## Text section:
───

Monday, January 23, 2012

Here and Back Again

Sometimes life just turns itself inside out. I suspect this happens rather a lot, but right now it's happening so that I notice. See, on Saturday morning I'm flying up to my university town. In some senses, this is the standard 'moving out' box checked in the great big growing up checklist. But -

I'm actually flying back to the city I've lived in for the last two years. It's just that (except for my sister) the rest of the family aren't coming with. I'm going to end up in an area I know far better than the one I'm living in now. I'm going back to my very own bed and my desk and my books. Oh glorious books! That may seem a little ridiculous when you know that in the room I'm currently sharing with my sister, I use more shelf space for books than for clothes, but I really am looking forward to being able to pull out Brewster's Dictionary of Phrase and Fable whenever I want it or to check a detail from my biography of Lewis Carroll just as soon as I get home*. I will miss my family, but there's a strong tug from the other side too.

On the same note, I'm going back to people I already know and a bunch of systems I know how to work. Sure, some stuff will be new (we'll have to do our own banking - ick), but a lot of it won't be. And a lot of what I'm expected to struggle with seems more fun than intimidating. One girl asked me how we would manage cooking and I very nearly assured her that my parents would be  fine without us. (In my defense, I was trying to keep track of three conversations at once just then.) I'm sure we'll make grocery shopping mistakes, but I'm looking forward to 'Maritzburg supermarkets where things are organised the way they should be (not that I'm biased or anything).

I don't think the leaving/coming home paradox is at all unique to me - everybody (well, 'most everybody) grows up and moves on. I do think I have a slightly unusual logistical twist on it though! And since I won't have a new city to explore, I might need a list of books to occupy myself with until the deluge of coursework is keeping me busy. If making lists of books to read for fun ranks that high on my priority list, life really can't be that bad. I'm looking forward to seeing what 2012 sem. 1 has to throw at me.

*I realise I could check details online, but that's just not the same.
†Yep, semester one. Our school year matches the calendar year. (Possibly it's different because summer holidays run over Dec/Jan in the southern hemisphere.)

Friday, January 20, 2012

Seven Quick Takes

7 quick takes sm1 Your 7 Quick Takes Toolkit!
  The thing about living in a UCT+2 timezone is that by the time I see people posting about Friday, it's well into Saturday for me. Or maybe it's just a problem because I follow a lot of international American blogs. Or maybe it's just that I'm not organised enough. At any rate, the last couple of weekends have seen me scrolling through my feedreader saying 'Oh, I guess it's too late to write one of those 7QT posts'. But it looks like I might've pulled it off this time.

  It's not that I'm a perfectionist or anything. I completely accept that nothing will be done 100% right. I'd just like everything to be within a few standard deviations of correct. 3-sigma certainty, for example, is 99.7%. A 0.3% error in the posting time would give me, um, less than four and a half minutes into Saturday when I could post. See? Totally not perfectionist about stuff. Not whatsoever.

───

## Supplied material:
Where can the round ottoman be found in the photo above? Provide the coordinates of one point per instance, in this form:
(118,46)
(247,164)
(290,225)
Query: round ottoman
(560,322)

───

## Goal 1:
Using the blog text, decide whether each statement agrees with it: (a) The writer's sister is also going to the university town. (b) The writer's school year follows the calendar year. (c) The writer will have a new city to explore at university. Answer yes or no for each and quote the deciding words.
## Goal 2:
According to the blog text, when is the writer flying up to the university town?
## Goal 3:
Return the blog text's passage from "Friday, January 20, 2012" to "off this time.", copied unchanged.
The material placed after the blog text is separate from it.

## Exercise output 1:
(a) Yes: "(except for my sister) the rest of the family aren't coming with."
(b) Yes: "Our school year matches the calendar year."
(c) No: "since I won't have a new city to explore"

## Exercise output 2:
On Saturday morning.

## Exercise output 3:
Friday, January 20, 2012

Seven Quick Takes

7 quick takes sm1 Your 7 Quick Takes Toolkit!
  The thing about living in a UCT+2 timezone is that by the time I see people posting about Friday, it's well into Saturday for me. Or maybe it's just a problem because I follow a lot of international American blogs. Or maybe it's just that I'm not organised enough. At any rate, the last couple of weekends have seen me scrolling through my feedreader saying 'Oh, I guess it's too late to write one of those 7QT posts'. But it looks like I might've pulled it off this time.